STATED GOAL
Print all the data, keeping every line exactly as it is.

___ PROVIDED DATA ___

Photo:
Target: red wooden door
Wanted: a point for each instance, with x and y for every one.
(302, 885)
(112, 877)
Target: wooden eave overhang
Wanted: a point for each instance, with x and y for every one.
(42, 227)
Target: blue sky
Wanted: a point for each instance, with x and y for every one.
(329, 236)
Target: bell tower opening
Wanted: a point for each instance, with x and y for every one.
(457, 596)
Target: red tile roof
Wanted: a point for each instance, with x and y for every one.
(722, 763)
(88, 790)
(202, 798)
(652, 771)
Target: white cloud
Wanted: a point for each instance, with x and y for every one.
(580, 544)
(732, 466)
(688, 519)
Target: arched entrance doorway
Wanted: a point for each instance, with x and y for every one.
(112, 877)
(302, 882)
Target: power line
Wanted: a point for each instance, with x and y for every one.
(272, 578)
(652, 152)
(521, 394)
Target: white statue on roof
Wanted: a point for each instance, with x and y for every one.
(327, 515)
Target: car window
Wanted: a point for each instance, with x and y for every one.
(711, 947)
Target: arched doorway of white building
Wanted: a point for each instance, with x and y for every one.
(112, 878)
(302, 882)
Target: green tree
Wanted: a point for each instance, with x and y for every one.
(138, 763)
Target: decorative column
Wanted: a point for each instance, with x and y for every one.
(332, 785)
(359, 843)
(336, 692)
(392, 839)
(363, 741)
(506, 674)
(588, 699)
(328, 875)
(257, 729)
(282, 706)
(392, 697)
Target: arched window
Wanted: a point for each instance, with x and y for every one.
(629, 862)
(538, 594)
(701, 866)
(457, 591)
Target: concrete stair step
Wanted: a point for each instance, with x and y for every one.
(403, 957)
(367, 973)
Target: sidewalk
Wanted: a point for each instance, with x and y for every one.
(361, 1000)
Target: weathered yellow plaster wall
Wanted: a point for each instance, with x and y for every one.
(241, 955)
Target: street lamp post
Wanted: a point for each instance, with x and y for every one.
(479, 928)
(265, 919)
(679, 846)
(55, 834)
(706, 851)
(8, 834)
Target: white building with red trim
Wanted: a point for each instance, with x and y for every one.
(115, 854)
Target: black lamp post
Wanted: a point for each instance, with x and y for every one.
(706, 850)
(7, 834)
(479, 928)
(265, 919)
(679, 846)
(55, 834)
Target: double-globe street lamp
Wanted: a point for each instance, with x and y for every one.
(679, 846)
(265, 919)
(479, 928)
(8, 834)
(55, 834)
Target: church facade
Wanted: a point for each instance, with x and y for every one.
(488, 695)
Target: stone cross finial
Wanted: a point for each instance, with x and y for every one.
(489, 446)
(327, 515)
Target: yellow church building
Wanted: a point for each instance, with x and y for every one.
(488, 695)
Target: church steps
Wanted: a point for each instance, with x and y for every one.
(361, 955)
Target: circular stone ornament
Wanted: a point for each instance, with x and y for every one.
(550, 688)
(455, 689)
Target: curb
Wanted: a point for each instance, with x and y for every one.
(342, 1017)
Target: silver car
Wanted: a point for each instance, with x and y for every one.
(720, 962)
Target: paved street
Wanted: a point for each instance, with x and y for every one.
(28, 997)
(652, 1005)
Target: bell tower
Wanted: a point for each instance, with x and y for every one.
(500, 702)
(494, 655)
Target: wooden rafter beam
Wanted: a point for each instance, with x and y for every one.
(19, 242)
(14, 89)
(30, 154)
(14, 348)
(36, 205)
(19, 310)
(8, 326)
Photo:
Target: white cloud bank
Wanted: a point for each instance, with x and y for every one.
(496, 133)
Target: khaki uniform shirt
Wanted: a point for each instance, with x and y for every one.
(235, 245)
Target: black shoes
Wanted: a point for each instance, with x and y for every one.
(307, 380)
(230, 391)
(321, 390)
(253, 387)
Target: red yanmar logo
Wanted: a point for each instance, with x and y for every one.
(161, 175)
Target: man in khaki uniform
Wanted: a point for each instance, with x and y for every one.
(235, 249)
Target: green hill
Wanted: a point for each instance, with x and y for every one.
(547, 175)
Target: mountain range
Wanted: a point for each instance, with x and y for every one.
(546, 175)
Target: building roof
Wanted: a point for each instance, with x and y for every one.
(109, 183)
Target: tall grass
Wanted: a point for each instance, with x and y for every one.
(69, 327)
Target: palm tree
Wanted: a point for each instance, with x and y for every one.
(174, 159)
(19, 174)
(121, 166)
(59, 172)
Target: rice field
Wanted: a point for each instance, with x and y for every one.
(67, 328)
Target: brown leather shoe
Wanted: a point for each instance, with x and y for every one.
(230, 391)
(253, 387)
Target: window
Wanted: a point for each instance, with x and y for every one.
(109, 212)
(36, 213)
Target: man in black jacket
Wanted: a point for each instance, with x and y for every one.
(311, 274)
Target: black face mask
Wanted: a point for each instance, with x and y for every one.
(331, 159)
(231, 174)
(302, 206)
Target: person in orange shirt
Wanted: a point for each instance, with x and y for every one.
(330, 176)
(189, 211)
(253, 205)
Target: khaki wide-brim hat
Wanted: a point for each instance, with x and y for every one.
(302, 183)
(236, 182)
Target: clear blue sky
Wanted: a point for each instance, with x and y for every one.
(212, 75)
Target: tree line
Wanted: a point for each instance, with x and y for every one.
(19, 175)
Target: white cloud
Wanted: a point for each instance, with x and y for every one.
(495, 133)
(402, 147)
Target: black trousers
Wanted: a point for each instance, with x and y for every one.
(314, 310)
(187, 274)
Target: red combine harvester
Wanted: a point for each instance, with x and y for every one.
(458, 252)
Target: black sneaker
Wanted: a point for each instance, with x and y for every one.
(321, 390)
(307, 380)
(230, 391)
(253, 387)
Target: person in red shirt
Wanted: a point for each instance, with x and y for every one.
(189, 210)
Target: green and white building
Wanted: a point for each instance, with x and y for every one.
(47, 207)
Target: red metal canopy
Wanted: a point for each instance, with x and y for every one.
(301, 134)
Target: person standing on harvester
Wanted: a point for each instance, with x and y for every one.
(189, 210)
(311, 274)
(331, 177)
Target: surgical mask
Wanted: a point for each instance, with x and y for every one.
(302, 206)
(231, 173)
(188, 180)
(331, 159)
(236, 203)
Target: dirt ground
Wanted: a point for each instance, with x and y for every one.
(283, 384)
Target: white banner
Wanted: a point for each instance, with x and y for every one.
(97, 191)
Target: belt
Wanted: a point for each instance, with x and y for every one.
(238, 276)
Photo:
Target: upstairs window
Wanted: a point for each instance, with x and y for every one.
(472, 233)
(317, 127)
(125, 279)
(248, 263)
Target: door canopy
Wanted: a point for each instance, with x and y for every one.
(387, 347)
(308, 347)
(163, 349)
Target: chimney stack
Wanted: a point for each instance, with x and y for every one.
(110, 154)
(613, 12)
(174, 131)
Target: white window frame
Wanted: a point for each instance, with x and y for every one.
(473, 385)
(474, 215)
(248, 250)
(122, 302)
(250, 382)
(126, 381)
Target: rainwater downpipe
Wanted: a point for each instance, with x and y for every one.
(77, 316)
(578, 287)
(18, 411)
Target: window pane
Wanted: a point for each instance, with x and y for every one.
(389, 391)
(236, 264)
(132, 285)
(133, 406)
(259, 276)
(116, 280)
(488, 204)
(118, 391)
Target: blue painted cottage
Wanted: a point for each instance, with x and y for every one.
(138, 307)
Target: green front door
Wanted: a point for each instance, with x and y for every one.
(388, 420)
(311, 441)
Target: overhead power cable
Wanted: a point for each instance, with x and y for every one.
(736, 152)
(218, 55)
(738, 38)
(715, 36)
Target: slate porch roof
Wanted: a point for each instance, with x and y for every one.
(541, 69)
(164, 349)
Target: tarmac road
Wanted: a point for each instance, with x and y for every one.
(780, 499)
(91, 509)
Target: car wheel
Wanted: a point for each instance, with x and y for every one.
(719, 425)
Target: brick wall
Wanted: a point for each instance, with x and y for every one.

___

WRITTEN ANSWER
Photo:
Target: red wooden door
Wanted: a point for each instance, with x and y for every one.
(302, 885)
(112, 877)
Target: wooden eave overhang
Wanted: a point for each instance, with x and y for every one.
(42, 227)
Target: blue sky
Wanted: a point for each instance, with x and y for every one.
(329, 236)
Target: bell tower opening
Wanted: a point for each instance, with x and y for every one.
(457, 596)
Target: red tile roof
Wanted: a point for each instance, with x and y for every one.
(722, 763)
(88, 790)
(202, 798)
(652, 771)
Target: white cloud
Wanted: a point for each instance, with x and y for every one.
(580, 544)
(732, 466)
(688, 519)
Target: arched entrance doorway
Wanted: a point for each instance, with x and y for every one.
(112, 877)
(302, 882)
Target: power line
Wanted: a point for each instance, with x and y for every one.
(272, 578)
(652, 152)
(521, 394)
Target: white statue on roof
Wanted: a point for each instance, with x and y for every one.
(327, 515)
Target: car window
Wanted: a point for each instance, with x and y for every one.
(711, 947)
Target: arched doorway of white building
Wanted: a point for each instance, with x and y for every one.
(112, 878)
(302, 882)
Target: green tree
Wanted: a point for each instance, with x and y for every one.
(138, 763)
Target: decorative column
Wanted: a point for each instance, with x and y for every one.
(332, 785)
(359, 843)
(336, 692)
(392, 839)
(363, 741)
(506, 674)
(588, 699)
(328, 875)
(257, 729)
(282, 706)
(392, 697)
Target: arched window
Wanted: a point for each instance, with x and y for every one.
(629, 862)
(538, 594)
(701, 866)
(457, 591)
Target: concrete stair step
Wanted: a point for each instance, with x and y for every one.
(403, 957)
(367, 973)
Target: sidewalk
Wanted: a point for each instance, with x and y for every one.
(361, 1000)
Target: weathered yellow plaster wall
Wanted: a point for each instance, with x and y for every one.
(241, 955)
Target: street lamp post
Wanted: a point for each instance, with x and y for every one.
(479, 928)
(265, 919)
(679, 846)
(55, 834)
(706, 851)
(8, 834)
Target: white building with red trim
Wanted: a point for each instance, with x and y for every one.
(115, 854)
Target: black lamp post
Wanted: a point for each instance, with x and y for every one.
(706, 850)
(7, 834)
(479, 928)
(265, 919)
(679, 846)
(55, 834)
Target: double-globe street lamp
Wanted: a point for each instance, with x and y for every one.
(679, 846)
(265, 919)
(479, 928)
(8, 834)
(55, 834)
Target: church facade
Wanted: a point for each instance, with x and y for every one.
(488, 695)
Target: stone cross finial
Wanted: a point for each instance, with x and y for every one.
(489, 446)
(327, 515)
Target: yellow church building
Wanted: a point for each instance, with x and y for every one.
(488, 695)
Target: church steps
Wanted: a point for each instance, with x and y for every one.
(361, 955)
Target: circular stone ornament
Wanted: a point for each instance, with x and y for every one.
(550, 688)
(455, 689)
Target: curb
Wanted: a point for each instance, with x and y for every one.
(342, 1017)
Target: silver car
Wanted: a point for each instance, with x and y for every one.
(720, 962)
Target: paved street
Wanted: a point for each instance, with x and y for every one.
(28, 997)
(652, 1005)
Target: bell tower
Wanted: a point for each instance, with x and y for every one.
(500, 702)
(494, 655)
Target: wooden rafter beam
Wanted: a point for each instance, with x and y for every one.
(19, 242)
(14, 89)
(30, 154)
(14, 348)
(36, 205)
(19, 310)
(8, 326)
Photo:
Target: white cloud bank
Wanted: a point for each instance, with x and y for every one.
(496, 133)
Target: khaki uniform shirt
Wanted: a point for each instance, with x and y for every one.
(235, 245)
Target: black shoes
Wanted: a point for each instance, with x and y for every one.
(307, 380)
(230, 391)
(321, 390)
(253, 387)
Target: red yanmar logo
Wanted: a point for each instance, with x and y for every one.
(161, 175)
Target: man in khaki uniform
Wanted: a point for each instance, with x and y for every one.
(235, 249)
Target: green hill
Wanted: a point for each instance, with x and y for every one.
(547, 175)
Target: mountain range
Wanted: a point for each instance, with x and y for every one.
(546, 175)
Target: building roof
Wanted: a point for each instance, with x and y for every one.
(109, 183)
Target: tall grass
Wanted: a point for each instance, with x and y for every one.
(69, 327)
Target: palm tree
Wanted: a point for each instance, with x and y for every one.
(174, 159)
(19, 174)
(121, 166)
(59, 172)
Target: rice field
Wanted: a point for each instance, with x and y for every one.
(67, 328)
Target: brown leather shoe
Wanted: a point for each instance, with x and y for every one.
(230, 391)
(253, 387)
Target: window
Wanted: a point for each instance, with x and y for every one.
(109, 212)
(36, 213)
Target: man in black jacket
Wanted: a point for each instance, with x and y for every one.
(311, 274)
Target: black face mask
Wanted: a point for each instance, with x and y for every one.
(331, 159)
(231, 174)
(302, 206)
Target: person in orange shirt
Wanted: a point for each instance, with x and y for every one.
(330, 176)
(189, 211)
(253, 205)
Target: khaki wide-brim hat
Wanted: a point for each instance, with x and y for every one.
(302, 183)
(236, 182)
Target: clear blue sky
Wanted: a point for each instance, with x and y for every one.
(212, 75)
Target: tree line
Wanted: a point for each instance, with x and y for every one.
(19, 175)
Target: white cloud
Wanted: a point for each instance, with x and y for every one.
(495, 133)
(402, 147)
Target: black trousers
Wanted: a point for each instance, with x and y for every one.
(314, 310)
(187, 274)
Target: red combine harvester
Wanted: a point for each instance, with x and y for every one.
(458, 252)
Target: black sneaker
Wanted: a point for each instance, with x and y for every one.
(321, 390)
(307, 380)
(230, 391)
(253, 387)
Target: person in red shirt
Wanted: a point for each instance, with x and y for every one.
(189, 210)
Target: green and white building
Wanted: a point for each instance, with x and y for every one.
(47, 207)
Target: red metal canopy
Wanted: a point for each instance, with x and y for every one.
(301, 134)
Target: person standing on harvester
Wanted: a point for each instance, with x and y for every one.
(189, 210)
(311, 274)
(331, 177)
Target: surgical mask
Wanted: a point for each instance, with x and y for every one.
(302, 206)
(231, 173)
(188, 180)
(331, 159)
(236, 203)
Target: dirt ground
Wanted: a point for each instance, with x and y for every one.
(283, 384)
Target: white banner
Wanted: a point for each instance, with x and y for every one.
(97, 191)
Target: belt
Wanted: a point for each instance, with x and y for every one.
(238, 276)
Photo:
Target: upstairs window
Wanted: a point for each instance, with x and y for every one.
(472, 233)
(317, 127)
(125, 279)
(248, 263)
Target: door canopy
Wanted: a point for each instance, with x and y for every one.
(387, 347)
(308, 347)
(163, 349)
Target: chimney stack
Wanted: a point for each instance, with x and y for every one.
(110, 154)
(613, 12)
(174, 131)
Target: white window frame
Wanted: a point for each instance, with x and y for every one.
(473, 385)
(474, 215)
(248, 250)
(122, 302)
(250, 382)
(126, 381)
Target: rainwater downpipe
Wanted: a point for each instance, with x and y for every one.
(77, 316)
(578, 287)
(18, 411)
Target: window pane
Wanted: a point for each instance, with x and y for every one.
(389, 391)
(236, 264)
(132, 285)
(133, 406)
(259, 276)
(116, 280)
(488, 204)
(118, 391)
Target: blue painted cottage
Wanted: a point for each instance, with x and y for every one.
(138, 307)
Target: green front door
Wanted: a point for each instance, with x and y for every one.
(388, 420)
(311, 441)
Target: overhead power cable
Wanted: a point for each instance, with x and y for every one.
(736, 152)
(218, 55)
(738, 38)
(715, 36)
Target: slate porch roof
Wanted: a point for each instance, with x and y for every one.
(541, 69)
(164, 349)
Target: tarmac road
Wanted: a point for each instance, with x and y for every one.
(780, 499)
(91, 509)
Target: car wheel
Wanted: a point for each instance, with x and y for every one.
(719, 425)
Target: brick wall
Wanted: a point for each instance, with x and y for every one.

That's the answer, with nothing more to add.